EXERCISE:
In the listing below, turn the lines into a numbered list. Begin at the line that contains "Ground the pendant", stop after the line that contains "111 256 273 324", and leave out any blank lines.

AVAILABLE RECORDS:
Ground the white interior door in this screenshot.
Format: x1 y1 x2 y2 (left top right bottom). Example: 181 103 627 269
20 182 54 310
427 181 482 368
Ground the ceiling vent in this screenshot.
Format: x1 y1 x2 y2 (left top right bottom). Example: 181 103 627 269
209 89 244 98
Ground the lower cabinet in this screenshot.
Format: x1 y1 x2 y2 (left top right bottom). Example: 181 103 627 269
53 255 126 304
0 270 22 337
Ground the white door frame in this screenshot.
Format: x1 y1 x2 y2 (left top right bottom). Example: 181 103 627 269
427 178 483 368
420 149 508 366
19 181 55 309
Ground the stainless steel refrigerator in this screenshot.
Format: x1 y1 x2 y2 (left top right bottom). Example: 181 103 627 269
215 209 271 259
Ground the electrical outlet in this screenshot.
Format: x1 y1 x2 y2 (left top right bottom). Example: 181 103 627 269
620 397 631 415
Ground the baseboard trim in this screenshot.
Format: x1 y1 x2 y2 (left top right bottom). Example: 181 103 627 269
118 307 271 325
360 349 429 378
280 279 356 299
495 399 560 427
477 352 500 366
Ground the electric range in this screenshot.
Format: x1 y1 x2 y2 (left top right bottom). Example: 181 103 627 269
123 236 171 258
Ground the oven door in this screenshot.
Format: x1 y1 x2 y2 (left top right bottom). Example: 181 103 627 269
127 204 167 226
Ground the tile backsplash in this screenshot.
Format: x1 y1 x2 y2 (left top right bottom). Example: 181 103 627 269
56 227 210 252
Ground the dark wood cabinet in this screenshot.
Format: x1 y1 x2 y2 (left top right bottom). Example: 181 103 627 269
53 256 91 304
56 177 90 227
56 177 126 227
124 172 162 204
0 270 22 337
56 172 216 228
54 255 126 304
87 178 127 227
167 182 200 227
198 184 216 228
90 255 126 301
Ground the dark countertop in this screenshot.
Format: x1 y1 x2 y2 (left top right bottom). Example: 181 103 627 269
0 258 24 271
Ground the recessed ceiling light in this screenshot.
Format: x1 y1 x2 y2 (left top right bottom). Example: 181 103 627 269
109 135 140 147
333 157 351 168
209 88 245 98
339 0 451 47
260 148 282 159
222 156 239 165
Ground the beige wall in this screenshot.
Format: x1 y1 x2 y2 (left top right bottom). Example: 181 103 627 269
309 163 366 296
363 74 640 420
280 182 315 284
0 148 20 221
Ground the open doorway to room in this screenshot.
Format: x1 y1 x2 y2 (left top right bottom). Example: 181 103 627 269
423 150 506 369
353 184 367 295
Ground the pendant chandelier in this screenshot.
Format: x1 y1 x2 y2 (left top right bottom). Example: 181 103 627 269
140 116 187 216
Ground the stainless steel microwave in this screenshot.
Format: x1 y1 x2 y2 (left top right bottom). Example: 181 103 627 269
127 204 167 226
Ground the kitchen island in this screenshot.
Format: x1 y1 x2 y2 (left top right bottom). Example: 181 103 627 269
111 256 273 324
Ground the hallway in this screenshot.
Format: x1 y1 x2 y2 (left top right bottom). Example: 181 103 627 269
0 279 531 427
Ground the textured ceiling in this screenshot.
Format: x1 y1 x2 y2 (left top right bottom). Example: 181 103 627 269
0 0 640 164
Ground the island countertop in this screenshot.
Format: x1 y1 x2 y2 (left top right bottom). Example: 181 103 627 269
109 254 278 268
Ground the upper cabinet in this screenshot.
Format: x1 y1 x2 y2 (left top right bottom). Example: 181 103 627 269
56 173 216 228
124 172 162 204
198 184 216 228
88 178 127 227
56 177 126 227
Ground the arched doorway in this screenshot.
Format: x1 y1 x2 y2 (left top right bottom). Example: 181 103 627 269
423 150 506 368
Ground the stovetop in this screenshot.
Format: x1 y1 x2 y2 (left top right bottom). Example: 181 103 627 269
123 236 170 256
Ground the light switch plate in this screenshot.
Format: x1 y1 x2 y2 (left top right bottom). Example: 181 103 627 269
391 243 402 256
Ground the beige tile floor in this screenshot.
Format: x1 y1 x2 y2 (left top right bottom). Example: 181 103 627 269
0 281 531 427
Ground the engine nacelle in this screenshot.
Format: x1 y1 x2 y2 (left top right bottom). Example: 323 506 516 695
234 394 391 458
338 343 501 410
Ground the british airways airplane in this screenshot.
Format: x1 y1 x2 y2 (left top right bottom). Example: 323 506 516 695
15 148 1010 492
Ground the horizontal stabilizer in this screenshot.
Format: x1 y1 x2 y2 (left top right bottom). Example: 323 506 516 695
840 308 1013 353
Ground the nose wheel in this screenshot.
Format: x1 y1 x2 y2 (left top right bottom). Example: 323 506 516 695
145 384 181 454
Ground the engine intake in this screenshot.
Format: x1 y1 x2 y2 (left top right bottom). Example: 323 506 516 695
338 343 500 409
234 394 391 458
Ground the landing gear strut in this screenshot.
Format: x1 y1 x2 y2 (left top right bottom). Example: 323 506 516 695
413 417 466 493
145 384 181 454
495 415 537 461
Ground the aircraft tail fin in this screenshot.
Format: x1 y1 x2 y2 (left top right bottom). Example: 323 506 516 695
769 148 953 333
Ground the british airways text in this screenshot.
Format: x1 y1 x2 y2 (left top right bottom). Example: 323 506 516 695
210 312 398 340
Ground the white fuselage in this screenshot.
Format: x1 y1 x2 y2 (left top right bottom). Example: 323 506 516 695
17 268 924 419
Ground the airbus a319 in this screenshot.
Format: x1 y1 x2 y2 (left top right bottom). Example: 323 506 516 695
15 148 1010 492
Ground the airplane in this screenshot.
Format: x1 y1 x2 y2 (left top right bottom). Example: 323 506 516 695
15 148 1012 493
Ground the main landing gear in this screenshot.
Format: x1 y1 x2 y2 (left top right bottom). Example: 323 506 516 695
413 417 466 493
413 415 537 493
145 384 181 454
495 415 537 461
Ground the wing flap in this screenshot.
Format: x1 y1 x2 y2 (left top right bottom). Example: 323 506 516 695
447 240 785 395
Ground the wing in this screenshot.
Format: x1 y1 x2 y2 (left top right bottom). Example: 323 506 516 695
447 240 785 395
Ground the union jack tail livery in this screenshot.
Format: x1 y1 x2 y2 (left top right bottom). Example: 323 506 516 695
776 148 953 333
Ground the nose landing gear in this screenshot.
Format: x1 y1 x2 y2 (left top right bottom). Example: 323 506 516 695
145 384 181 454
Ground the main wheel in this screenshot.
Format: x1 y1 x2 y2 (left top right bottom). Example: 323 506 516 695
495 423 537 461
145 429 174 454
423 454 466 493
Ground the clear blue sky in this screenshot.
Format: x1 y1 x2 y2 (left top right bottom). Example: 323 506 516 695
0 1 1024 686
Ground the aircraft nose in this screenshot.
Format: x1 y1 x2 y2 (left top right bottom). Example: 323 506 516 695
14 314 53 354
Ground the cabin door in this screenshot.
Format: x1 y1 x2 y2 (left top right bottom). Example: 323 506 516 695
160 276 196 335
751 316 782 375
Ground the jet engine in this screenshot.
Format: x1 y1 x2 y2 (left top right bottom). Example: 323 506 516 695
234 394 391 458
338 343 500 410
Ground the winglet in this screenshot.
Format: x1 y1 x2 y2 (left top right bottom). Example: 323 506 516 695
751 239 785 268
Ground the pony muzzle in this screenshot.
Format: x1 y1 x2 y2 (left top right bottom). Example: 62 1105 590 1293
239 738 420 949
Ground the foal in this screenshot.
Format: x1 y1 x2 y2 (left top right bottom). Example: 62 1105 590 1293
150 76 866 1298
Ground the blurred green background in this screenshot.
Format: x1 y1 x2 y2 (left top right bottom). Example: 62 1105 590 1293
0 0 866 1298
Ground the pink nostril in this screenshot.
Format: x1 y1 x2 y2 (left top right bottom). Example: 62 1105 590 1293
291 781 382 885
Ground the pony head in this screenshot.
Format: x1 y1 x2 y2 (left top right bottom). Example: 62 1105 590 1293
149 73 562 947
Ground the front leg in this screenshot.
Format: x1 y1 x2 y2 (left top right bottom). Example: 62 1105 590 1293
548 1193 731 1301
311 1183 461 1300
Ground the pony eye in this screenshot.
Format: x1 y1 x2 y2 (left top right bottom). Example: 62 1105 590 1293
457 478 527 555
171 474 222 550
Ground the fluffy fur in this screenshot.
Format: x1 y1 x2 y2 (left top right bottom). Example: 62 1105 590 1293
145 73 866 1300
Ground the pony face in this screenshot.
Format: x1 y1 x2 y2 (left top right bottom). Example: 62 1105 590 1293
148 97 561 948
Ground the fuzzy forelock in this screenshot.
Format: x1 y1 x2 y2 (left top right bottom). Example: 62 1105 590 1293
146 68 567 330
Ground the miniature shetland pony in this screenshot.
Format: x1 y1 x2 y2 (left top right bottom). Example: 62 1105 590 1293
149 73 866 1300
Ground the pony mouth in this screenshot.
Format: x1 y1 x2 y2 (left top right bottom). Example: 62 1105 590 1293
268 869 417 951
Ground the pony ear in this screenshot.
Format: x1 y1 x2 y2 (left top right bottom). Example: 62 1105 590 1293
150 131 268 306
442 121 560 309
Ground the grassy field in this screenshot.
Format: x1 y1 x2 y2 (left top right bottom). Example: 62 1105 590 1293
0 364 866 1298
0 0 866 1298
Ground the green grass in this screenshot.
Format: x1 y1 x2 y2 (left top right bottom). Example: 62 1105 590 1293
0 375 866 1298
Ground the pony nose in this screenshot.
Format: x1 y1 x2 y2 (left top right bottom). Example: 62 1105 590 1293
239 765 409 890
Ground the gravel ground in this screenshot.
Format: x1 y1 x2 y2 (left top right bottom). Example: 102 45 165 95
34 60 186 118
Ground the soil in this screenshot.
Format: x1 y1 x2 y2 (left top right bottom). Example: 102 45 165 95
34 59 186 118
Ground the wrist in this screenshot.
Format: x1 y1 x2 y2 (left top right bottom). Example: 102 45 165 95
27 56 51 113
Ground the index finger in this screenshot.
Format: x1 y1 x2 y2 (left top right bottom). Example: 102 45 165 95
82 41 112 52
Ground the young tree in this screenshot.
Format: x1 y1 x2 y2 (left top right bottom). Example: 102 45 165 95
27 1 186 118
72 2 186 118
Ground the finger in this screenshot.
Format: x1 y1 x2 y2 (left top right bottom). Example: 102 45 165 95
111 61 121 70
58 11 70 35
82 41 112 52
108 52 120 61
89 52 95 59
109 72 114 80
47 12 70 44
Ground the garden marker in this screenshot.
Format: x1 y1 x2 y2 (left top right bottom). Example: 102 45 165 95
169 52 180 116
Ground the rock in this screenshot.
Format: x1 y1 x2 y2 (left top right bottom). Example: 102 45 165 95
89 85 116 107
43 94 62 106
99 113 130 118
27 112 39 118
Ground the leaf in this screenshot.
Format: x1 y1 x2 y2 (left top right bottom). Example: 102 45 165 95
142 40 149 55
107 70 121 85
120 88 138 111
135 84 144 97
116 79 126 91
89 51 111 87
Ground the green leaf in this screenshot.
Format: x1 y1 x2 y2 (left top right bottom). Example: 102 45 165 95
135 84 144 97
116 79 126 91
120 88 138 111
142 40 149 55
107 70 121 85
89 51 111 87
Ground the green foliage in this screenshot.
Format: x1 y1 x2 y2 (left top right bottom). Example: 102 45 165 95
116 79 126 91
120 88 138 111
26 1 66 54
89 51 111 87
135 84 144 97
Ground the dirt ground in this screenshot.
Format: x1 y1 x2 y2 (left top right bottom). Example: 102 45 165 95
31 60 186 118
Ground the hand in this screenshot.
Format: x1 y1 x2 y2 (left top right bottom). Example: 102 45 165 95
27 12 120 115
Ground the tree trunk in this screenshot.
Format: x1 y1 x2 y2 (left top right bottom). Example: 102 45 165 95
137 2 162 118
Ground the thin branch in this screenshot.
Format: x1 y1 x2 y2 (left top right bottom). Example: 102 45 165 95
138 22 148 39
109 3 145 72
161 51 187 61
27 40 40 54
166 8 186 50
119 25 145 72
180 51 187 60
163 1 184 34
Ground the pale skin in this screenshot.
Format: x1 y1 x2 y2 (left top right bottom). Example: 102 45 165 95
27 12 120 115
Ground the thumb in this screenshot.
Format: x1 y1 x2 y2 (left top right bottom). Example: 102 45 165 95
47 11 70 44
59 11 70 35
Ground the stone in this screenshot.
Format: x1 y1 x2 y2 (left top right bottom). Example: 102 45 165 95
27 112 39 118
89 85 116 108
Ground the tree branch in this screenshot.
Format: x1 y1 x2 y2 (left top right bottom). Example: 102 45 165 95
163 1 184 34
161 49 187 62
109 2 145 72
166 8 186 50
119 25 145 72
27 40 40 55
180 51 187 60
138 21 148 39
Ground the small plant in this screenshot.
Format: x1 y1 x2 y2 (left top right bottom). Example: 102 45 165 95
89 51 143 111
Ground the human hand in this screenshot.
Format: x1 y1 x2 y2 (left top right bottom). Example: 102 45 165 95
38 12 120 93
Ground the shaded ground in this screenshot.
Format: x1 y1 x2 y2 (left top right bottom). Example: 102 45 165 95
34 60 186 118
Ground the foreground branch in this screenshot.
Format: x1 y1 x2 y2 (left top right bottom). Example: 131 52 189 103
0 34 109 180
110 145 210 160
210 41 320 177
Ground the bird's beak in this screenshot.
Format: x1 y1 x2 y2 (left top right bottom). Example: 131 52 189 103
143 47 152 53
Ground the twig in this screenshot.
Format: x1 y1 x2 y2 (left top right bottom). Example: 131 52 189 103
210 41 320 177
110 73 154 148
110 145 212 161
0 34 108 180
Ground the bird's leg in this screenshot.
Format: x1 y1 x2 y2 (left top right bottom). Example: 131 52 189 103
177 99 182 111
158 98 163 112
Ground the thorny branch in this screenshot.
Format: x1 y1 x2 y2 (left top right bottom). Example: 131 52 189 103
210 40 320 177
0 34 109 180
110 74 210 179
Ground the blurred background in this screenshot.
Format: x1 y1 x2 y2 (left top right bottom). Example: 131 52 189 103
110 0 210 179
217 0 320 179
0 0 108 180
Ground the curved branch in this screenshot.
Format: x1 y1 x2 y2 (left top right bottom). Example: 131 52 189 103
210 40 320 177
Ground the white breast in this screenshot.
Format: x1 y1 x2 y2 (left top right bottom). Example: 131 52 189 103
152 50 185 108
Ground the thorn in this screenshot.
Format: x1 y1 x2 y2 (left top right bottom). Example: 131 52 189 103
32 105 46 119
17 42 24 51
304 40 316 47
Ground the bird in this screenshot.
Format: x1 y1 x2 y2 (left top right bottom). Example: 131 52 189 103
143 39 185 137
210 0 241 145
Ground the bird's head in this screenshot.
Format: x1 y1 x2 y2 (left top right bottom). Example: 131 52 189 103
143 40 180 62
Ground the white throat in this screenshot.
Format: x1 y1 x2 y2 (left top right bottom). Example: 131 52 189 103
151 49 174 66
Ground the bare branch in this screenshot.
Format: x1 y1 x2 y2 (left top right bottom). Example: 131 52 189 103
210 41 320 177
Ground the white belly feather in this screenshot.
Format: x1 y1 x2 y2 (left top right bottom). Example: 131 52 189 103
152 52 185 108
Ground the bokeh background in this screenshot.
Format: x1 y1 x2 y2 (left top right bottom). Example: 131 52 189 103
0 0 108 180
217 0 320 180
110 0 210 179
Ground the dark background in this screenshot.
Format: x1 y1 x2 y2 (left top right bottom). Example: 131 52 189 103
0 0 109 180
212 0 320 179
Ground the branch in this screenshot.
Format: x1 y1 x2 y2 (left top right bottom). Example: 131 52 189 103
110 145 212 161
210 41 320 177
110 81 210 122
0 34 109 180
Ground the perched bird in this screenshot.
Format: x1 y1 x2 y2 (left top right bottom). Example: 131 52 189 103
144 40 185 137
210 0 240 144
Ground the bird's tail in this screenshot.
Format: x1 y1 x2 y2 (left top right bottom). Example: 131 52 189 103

EXERCISE RESULT:
1. Ground the pendant chandelier in this screenshot.
2. Format: x1 y1 x2 y2 (left top right bottom). Example: 181 103 627 269
3. 140 116 187 216
4. Ground the stainless steel microwave in this screenshot.
5. Format: x1 y1 x2 y2 (left top right bottom). Example: 181 103 627 269
6. 127 204 167 226
7. Ground the kitchen island in this screenshot.
8. Format: x1 y1 x2 y2 (left top right bottom). Example: 181 103 627 269
9. 111 256 273 324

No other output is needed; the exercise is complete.